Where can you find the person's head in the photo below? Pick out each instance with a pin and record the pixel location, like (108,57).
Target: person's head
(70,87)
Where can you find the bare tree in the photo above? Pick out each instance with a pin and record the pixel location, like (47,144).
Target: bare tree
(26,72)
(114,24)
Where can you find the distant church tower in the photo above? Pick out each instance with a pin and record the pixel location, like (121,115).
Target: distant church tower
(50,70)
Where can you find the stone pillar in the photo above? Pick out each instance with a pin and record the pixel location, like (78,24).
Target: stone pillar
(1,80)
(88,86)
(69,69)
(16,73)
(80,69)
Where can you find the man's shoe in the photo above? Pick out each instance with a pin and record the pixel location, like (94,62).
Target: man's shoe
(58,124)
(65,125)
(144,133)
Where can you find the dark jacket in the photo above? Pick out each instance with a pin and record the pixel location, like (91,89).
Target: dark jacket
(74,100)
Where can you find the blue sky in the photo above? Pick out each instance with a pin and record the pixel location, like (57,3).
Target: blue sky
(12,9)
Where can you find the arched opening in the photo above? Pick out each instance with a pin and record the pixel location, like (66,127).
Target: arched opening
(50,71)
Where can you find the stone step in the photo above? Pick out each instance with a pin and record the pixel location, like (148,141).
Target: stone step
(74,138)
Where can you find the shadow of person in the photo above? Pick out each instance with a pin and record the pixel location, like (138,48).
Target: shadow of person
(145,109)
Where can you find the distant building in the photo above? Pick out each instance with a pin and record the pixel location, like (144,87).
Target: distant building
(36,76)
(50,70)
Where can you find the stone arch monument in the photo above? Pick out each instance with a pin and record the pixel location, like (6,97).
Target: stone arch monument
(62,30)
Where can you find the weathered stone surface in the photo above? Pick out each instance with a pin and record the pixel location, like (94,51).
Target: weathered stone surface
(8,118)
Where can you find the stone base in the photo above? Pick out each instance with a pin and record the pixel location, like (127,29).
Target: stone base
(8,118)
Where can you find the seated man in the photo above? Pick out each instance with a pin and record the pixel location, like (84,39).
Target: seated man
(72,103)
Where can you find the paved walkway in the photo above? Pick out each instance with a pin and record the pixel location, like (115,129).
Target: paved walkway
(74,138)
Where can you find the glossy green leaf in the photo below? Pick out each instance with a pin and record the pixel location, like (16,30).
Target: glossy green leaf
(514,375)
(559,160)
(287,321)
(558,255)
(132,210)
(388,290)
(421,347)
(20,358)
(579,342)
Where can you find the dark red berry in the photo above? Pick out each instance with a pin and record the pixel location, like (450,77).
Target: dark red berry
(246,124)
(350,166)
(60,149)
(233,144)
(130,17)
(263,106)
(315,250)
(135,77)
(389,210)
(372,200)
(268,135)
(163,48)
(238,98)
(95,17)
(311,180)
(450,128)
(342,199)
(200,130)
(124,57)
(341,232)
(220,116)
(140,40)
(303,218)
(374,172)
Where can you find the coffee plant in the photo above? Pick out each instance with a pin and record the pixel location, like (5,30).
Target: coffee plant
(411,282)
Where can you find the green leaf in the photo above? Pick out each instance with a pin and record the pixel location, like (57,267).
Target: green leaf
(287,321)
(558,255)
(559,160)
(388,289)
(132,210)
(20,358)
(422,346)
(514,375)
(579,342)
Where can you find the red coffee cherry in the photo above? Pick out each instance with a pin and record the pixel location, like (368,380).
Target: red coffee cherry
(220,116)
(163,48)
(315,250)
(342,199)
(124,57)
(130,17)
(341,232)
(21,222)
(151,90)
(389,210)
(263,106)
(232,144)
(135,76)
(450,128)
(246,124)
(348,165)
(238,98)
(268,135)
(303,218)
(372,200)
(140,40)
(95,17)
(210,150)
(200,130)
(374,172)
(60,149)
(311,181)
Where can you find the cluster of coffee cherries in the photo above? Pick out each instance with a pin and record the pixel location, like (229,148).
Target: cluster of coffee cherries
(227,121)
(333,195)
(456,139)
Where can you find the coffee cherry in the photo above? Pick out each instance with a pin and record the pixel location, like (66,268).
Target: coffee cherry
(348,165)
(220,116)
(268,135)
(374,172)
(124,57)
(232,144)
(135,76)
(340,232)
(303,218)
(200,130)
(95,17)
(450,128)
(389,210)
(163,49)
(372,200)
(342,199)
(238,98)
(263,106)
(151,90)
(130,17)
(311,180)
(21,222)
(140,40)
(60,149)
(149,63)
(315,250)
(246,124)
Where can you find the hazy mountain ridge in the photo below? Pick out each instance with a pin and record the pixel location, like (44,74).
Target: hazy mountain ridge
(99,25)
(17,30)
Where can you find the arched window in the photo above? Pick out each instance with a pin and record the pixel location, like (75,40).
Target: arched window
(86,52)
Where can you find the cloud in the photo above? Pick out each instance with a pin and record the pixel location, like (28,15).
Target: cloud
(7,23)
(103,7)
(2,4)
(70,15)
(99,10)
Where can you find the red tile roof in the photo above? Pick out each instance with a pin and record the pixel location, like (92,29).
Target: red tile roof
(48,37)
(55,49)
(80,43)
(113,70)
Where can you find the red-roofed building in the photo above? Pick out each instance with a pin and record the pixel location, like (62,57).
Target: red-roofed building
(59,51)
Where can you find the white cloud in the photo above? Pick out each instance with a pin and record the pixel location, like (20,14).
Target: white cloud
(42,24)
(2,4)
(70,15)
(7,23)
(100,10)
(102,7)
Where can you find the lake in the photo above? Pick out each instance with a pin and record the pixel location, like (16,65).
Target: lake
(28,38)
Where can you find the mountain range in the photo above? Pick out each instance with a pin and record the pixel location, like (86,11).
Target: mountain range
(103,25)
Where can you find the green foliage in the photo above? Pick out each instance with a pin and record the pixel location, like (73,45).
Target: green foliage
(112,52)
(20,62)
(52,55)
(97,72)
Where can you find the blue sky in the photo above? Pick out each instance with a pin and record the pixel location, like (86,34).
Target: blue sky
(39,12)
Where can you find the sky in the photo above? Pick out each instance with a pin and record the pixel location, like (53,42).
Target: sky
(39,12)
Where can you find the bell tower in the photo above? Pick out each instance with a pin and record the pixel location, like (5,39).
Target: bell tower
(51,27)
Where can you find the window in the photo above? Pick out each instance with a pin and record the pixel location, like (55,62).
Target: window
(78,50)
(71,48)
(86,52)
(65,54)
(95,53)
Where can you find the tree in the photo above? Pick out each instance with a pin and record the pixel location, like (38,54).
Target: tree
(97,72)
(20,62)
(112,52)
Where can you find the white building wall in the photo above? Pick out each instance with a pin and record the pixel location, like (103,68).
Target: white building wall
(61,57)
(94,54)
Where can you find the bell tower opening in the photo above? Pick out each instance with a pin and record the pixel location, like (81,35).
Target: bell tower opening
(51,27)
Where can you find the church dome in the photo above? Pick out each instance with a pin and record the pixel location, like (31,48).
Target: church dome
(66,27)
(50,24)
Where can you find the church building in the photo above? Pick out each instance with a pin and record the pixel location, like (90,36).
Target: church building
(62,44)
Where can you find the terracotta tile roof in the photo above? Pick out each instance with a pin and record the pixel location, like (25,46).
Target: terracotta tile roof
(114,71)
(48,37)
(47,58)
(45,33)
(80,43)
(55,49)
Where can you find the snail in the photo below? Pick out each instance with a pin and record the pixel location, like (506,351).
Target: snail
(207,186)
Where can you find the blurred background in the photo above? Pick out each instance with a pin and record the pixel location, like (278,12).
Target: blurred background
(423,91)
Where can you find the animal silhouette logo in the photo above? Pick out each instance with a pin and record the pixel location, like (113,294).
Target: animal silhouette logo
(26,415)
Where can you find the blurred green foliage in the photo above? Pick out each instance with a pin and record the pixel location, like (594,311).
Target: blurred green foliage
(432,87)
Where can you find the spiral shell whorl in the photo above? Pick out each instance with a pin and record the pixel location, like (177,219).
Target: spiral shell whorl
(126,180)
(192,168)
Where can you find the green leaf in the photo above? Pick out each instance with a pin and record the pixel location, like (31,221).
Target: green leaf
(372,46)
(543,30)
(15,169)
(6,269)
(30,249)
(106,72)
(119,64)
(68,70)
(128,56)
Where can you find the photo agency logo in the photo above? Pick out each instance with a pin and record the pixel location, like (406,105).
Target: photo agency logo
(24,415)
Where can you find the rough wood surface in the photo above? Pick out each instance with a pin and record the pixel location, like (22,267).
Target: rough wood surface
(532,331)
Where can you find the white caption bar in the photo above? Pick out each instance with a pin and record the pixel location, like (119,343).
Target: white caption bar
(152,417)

^^^^^^^^^^^^^^^^

-- Required task --
Rewrite the data from the line that contains "Where can you find the animal" through the end of the data, replacing "rough wood surface" with "weathered wood surface" and leaving everything else unchanged.

-- Completed task --
Where can you find the animal silhouette logo in the photo above? Pick out each instance with a pin and record the pixel location, like (113,294).
Target: animal silhouette logo
(26,415)
Where can you find the blurred green foliage in the photo above? Pick out each instance with a pin and record the pixel location, like (594,311).
Target: blurred green foliage
(432,87)
Where can you find the spiral shell whorl in the photo above? Pick out each instance with a pin and record the pixel location, like (177,219).
Target: spiral shell whorl
(126,180)
(192,168)
Where can you find the green leaf in the photo above? Pick out each instance with a pin and record the pixel location, like (31,221).
Target: green leaf
(372,46)
(543,30)
(15,169)
(6,269)
(30,249)
(106,72)
(119,64)
(68,70)
(128,56)
Where can you find the photo agency logo in the photo above? Pick out each instance with a pin and record the pixel location, like (406,105).
Target: photo agency logo
(24,415)
Where can you find the weathered wood surface in the photo above? Pick out each instance with a pin and record the pixel location, like (22,267).
Target: weathered wood surface
(532,331)
Where can you find the white caption bar in the photo above? Pick out each instance with a pin and record the pixel location, like (119,343).
Target: white caption bar
(152,417)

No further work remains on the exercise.